====== INFORMATION SHOWN ======

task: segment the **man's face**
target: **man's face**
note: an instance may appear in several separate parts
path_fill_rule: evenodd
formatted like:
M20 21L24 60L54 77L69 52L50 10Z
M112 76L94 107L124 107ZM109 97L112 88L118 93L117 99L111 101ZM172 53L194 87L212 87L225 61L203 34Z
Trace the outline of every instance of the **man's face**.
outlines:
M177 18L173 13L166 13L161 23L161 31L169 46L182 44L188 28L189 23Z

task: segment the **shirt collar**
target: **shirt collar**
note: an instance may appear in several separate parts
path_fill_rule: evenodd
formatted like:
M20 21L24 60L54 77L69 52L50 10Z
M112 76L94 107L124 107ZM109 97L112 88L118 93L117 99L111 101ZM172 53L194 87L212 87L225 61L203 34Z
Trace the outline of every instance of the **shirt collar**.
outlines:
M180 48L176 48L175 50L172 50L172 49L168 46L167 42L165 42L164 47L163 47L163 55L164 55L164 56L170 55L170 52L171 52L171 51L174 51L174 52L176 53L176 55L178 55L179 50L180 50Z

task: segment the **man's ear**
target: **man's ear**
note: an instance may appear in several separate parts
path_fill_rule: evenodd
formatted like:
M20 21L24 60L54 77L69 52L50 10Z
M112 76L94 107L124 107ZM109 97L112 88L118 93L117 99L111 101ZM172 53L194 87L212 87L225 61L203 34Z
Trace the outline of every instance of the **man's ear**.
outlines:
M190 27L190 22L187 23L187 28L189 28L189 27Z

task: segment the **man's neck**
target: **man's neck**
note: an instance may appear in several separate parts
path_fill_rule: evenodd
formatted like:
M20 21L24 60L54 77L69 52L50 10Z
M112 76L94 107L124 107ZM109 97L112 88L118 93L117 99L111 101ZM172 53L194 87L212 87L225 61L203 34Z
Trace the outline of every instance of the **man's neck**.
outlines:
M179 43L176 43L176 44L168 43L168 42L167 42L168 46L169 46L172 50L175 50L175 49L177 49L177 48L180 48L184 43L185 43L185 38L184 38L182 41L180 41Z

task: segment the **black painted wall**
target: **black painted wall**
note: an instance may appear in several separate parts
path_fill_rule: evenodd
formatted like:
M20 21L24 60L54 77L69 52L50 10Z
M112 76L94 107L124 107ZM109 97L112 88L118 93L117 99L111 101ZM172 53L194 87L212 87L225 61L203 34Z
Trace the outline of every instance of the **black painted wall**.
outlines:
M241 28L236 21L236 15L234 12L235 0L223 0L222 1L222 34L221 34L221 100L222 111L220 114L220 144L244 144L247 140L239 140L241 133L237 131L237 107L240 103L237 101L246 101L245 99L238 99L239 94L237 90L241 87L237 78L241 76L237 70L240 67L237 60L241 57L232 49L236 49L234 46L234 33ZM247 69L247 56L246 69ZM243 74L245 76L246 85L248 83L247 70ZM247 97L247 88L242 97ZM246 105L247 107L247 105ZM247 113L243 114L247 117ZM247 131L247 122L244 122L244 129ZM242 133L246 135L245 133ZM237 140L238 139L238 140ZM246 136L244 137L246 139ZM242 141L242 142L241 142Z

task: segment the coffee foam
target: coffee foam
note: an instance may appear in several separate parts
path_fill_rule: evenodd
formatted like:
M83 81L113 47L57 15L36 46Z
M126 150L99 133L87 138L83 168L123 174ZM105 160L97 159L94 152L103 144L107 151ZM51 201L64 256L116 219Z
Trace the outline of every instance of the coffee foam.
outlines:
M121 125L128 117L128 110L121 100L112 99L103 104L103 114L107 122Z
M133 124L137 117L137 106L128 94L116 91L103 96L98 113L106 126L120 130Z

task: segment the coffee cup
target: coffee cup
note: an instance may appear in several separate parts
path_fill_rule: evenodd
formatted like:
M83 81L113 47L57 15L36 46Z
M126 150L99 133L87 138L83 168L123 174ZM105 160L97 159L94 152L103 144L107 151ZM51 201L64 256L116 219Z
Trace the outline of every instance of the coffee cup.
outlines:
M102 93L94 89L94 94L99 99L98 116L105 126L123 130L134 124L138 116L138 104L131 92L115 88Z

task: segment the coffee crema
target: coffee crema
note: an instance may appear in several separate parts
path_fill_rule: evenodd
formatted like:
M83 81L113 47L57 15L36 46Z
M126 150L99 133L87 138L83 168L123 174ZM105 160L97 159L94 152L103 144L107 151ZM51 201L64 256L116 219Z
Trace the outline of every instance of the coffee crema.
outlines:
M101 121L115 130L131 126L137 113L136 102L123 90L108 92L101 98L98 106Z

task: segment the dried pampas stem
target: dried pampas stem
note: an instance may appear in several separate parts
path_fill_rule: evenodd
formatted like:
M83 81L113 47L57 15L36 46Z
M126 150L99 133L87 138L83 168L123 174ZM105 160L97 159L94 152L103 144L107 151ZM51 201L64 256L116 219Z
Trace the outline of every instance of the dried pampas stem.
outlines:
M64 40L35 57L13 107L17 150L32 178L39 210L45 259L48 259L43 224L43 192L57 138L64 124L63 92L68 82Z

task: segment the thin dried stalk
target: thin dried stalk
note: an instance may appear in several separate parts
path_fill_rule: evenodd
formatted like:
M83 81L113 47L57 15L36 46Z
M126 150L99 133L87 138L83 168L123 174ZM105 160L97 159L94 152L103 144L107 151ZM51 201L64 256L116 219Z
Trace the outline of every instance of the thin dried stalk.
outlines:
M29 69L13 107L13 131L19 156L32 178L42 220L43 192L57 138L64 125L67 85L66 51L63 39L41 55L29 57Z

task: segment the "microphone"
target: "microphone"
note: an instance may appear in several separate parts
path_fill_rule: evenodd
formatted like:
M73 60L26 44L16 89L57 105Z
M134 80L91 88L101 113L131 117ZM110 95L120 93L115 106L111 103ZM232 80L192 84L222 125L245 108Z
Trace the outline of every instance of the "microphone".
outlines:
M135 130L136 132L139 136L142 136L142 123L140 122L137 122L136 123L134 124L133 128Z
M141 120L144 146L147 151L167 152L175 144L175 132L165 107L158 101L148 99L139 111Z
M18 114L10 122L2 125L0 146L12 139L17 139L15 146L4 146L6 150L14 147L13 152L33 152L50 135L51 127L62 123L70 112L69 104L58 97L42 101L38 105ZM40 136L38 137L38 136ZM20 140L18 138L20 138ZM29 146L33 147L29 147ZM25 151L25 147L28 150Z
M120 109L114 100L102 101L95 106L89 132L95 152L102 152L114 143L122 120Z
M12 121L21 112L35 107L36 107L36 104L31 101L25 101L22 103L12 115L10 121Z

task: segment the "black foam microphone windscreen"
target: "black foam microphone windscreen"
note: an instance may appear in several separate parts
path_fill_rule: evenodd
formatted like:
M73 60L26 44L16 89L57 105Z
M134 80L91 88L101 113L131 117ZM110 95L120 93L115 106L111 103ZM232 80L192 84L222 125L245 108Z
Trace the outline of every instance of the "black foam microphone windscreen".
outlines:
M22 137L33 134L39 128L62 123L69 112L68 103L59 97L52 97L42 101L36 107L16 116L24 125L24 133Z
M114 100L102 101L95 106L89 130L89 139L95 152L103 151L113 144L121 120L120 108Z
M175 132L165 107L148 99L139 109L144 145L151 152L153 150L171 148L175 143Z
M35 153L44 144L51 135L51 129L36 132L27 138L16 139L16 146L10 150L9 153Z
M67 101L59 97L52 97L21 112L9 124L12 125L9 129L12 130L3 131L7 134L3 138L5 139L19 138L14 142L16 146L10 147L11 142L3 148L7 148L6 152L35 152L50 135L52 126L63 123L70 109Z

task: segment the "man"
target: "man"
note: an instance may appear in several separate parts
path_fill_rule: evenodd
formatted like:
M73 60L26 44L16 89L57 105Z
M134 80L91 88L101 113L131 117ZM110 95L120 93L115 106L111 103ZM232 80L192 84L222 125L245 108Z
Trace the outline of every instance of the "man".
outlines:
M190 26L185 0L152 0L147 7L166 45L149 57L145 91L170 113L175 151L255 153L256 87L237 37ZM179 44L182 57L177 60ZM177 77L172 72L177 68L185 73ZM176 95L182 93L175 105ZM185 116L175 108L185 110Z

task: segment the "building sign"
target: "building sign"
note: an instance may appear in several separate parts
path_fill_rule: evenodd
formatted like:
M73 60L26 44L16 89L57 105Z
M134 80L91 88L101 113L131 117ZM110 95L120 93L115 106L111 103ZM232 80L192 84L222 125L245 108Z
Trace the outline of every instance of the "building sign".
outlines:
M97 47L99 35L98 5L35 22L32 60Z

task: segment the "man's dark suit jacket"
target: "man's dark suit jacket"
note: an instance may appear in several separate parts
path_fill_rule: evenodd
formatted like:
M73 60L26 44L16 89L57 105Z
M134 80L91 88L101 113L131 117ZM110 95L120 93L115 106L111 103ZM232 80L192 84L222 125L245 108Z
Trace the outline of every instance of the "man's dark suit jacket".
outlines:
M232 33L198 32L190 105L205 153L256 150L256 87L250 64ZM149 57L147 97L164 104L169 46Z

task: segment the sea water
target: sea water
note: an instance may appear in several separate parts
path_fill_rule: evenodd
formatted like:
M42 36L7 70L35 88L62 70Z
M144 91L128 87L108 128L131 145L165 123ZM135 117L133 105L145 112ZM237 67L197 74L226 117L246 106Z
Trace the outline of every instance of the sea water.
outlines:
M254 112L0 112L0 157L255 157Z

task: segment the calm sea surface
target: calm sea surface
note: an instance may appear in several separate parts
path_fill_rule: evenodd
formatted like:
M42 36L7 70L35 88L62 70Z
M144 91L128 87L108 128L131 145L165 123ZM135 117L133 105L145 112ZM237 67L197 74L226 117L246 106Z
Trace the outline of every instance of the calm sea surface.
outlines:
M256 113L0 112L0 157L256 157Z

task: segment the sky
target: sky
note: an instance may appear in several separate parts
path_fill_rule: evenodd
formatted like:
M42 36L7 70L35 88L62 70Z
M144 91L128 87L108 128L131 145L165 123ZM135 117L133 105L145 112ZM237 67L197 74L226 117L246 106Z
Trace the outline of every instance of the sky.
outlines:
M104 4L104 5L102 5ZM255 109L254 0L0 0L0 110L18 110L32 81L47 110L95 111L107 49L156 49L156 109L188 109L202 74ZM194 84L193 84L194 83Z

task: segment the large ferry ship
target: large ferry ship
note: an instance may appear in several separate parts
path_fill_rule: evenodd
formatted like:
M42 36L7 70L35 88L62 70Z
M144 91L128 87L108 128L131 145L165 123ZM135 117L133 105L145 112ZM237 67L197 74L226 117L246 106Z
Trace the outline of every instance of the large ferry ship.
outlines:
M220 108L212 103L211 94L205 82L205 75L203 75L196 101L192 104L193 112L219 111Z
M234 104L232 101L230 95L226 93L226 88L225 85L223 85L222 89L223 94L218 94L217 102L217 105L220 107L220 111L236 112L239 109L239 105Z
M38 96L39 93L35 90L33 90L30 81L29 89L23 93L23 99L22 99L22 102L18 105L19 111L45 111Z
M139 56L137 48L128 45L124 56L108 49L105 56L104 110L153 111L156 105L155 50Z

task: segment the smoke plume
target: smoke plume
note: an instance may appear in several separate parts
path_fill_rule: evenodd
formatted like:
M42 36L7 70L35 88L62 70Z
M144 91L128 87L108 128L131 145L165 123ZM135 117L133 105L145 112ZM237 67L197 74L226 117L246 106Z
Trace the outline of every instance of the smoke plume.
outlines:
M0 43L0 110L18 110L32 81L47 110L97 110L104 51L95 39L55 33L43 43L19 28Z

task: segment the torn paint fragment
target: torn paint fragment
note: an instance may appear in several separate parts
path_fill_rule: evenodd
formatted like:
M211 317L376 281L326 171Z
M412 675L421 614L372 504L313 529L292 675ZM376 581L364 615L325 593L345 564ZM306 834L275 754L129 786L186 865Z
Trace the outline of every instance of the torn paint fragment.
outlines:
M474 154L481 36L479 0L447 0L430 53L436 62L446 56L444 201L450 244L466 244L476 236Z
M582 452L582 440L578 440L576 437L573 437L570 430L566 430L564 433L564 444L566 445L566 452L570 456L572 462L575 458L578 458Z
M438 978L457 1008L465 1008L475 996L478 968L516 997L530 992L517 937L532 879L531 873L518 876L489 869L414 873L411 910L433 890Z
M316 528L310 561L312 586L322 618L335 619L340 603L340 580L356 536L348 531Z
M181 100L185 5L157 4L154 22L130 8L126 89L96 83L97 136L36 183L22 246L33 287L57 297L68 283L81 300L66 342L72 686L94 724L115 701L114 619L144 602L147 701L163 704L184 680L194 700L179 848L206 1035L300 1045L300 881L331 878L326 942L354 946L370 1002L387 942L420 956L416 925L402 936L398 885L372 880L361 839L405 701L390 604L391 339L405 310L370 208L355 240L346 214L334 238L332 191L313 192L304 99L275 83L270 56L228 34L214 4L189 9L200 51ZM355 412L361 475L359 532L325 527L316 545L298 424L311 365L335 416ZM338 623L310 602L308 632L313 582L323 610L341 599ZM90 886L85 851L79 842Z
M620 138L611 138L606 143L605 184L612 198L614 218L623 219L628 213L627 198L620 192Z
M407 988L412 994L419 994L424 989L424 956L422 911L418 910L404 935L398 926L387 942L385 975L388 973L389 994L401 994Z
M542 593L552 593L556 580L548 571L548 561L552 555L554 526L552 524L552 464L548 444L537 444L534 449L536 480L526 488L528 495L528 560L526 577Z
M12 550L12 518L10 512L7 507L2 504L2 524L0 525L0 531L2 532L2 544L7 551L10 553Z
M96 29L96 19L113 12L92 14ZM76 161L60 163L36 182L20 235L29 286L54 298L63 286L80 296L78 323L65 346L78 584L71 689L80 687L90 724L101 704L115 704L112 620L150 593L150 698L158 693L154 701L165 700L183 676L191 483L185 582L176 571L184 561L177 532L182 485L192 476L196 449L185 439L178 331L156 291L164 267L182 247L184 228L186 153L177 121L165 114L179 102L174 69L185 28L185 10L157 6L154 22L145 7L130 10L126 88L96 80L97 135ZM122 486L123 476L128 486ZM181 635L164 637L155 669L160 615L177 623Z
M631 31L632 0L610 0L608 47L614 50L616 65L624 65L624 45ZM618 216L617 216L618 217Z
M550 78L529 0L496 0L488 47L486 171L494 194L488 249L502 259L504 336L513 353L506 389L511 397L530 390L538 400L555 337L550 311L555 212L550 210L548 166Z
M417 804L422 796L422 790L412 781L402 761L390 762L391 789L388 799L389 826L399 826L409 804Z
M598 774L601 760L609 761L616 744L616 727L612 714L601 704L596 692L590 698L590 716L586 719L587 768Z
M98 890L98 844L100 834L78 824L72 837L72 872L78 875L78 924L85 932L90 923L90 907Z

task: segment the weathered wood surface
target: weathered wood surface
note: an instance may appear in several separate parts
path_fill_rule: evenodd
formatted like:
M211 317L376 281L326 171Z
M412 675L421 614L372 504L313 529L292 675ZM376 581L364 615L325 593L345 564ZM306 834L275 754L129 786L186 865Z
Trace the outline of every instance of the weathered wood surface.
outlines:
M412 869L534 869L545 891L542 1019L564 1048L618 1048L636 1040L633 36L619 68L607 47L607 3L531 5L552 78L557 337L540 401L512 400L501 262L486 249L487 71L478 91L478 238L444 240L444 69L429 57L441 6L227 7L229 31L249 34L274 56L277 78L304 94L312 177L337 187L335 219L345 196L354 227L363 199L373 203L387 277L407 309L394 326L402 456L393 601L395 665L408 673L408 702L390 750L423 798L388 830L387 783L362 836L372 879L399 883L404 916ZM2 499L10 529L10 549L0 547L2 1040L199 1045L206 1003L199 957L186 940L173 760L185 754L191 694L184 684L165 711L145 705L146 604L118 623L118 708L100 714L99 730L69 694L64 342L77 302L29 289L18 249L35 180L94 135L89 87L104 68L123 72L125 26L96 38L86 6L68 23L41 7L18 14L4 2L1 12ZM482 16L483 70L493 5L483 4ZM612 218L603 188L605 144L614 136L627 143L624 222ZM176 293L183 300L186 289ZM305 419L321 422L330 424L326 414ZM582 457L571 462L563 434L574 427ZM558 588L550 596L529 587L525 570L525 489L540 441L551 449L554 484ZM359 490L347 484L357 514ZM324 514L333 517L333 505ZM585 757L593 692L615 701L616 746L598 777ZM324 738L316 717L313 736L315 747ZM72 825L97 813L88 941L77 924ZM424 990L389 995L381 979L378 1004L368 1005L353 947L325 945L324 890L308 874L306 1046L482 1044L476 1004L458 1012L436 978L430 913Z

======

Show every line of the entries above that contains the word "dried". Case counts.

> ANSWER TO THE EXERCISE:
task: segment the dried pampas stem
target: dried pampas stem
Trace the outline of every instance of the dried pampas stem.
task: segment the thin dried stalk
target: thin dried stalk
Trace the outline of every instance of the thin dried stalk.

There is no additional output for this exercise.